Pour le tandem Marshall-Kennan, pas de meilleur outil que la CIA (lire
l'interview d'Alexis Debat, page 51). Et c'est naturellement un autre
ancien de l'OSS, Franck Wisner Jr, qu'on charge de mettre sur pied un
département autonome spécialisé dans la guerre psychologique,
intellectuelle et idéologique, l'Office of Policy Coordination ! Si ce
bon vieux ” Wiz ” ne fait pas partie du Comité, ses hommes vont lui
fournir toute la logistique nécessaire. Mais chut ! c'est top secret…
L'ACUE allie sans complexe une certaine forme de messianisme américain
avec le souci de la défense bien comprise des intéréts des Etats-Unis.
Messianique, cette volonté bien ancrée de mettre le Vieux Continent à
l'école du Nouveau Monde. Phare de la liberté menacée, l'Amérique a
trouvé, la première, la voie d'une fédération d'Etats, succès si
resplendissant que l'Europe n'a plus qu'à l'imiter… Cet européanisme
made in Washington comporte sa part de sincérité : ” Ils m'appellent
le père du renseignement centralisé, mais je préférerais qu'on se
souvienne de moi à cause de ma contribution à l'unification de
l'Europe “, soupire ainsi Donovan en octobre 1952.

**********

**Problème à résoudre:** Recopiez à l'identique, s'il vous plaît, la partie du passage ci-dessus sur l'ACUE qui commence à « Pour le tandem » et se termine à « intéréts des Etats-Unis. ».

**Données de localisation de points:**
**********

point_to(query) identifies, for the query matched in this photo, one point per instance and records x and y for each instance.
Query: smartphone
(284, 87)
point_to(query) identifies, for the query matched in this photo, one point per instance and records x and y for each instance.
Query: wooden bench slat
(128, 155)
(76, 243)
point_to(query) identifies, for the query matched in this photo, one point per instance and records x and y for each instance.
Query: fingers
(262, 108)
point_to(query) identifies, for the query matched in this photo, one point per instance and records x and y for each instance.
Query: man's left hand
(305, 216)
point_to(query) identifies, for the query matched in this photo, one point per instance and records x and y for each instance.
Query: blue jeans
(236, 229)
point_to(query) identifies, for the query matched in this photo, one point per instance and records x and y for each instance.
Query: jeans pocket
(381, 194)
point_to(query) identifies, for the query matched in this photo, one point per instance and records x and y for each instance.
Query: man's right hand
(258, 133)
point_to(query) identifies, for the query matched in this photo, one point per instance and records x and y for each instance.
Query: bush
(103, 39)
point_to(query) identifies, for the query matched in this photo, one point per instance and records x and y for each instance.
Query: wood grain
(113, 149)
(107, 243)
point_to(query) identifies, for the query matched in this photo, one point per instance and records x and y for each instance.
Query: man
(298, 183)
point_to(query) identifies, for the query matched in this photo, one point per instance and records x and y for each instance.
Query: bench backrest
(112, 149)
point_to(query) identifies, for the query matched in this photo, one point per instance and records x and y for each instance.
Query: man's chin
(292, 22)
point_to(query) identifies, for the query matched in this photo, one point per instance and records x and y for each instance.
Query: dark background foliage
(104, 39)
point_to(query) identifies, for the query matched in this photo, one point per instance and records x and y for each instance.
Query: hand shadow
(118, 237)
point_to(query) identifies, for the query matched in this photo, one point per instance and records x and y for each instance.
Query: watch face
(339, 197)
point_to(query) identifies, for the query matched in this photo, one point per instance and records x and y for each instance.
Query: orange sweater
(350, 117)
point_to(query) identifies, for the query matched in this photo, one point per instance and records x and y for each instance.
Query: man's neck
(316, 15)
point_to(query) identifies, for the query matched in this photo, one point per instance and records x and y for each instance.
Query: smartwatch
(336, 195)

**********

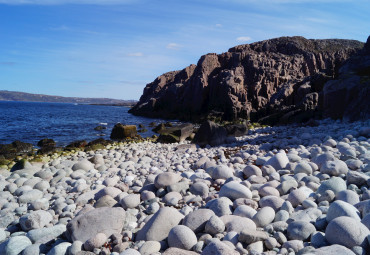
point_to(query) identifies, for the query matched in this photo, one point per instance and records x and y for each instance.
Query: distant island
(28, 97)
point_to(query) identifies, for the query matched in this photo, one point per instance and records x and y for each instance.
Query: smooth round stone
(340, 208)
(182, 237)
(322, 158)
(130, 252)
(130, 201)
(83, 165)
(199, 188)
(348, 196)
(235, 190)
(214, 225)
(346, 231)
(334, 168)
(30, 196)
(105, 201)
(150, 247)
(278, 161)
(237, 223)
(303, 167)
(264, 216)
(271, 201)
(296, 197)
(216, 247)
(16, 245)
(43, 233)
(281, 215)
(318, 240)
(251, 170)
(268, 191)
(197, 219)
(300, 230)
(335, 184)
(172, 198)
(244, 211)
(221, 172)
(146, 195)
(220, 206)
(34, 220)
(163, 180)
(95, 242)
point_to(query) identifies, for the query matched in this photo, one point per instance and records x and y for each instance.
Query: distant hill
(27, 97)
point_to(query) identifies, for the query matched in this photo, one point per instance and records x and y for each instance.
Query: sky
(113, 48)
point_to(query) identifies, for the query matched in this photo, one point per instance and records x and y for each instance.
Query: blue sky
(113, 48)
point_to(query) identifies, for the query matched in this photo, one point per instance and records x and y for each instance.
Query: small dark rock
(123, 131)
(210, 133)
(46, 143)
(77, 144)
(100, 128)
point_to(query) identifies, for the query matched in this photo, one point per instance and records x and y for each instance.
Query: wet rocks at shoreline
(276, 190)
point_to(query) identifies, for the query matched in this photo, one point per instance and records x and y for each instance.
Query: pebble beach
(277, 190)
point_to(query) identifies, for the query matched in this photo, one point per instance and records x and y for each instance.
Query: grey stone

**********

**Réponse rédigée:**
Pour le tandem Marshall-Kennan, pas de meilleur outil que la CIA (lire
l'interview d'Alexis Debat, page 51). Et c'est naturellement un autre
ancien de l'OSS, Franck Wisner Jr, qu'on charge de mettre sur pied un
département autonome spécialisé dans la guerre psychologique,
intellectuelle et idéologique, l'Office of Policy Coordination ! Si ce
bon vieux ” Wiz ” ne fait pas partie du Comité, ses hommes vont lui
fournir toute la logistique nécessaire. Mais chut ! c'est top secret…
L'ACUE allie sans complexe une certaine forme de messianisme américain
avec le souci de la défense bien comprise des intéréts des Etats-Unis.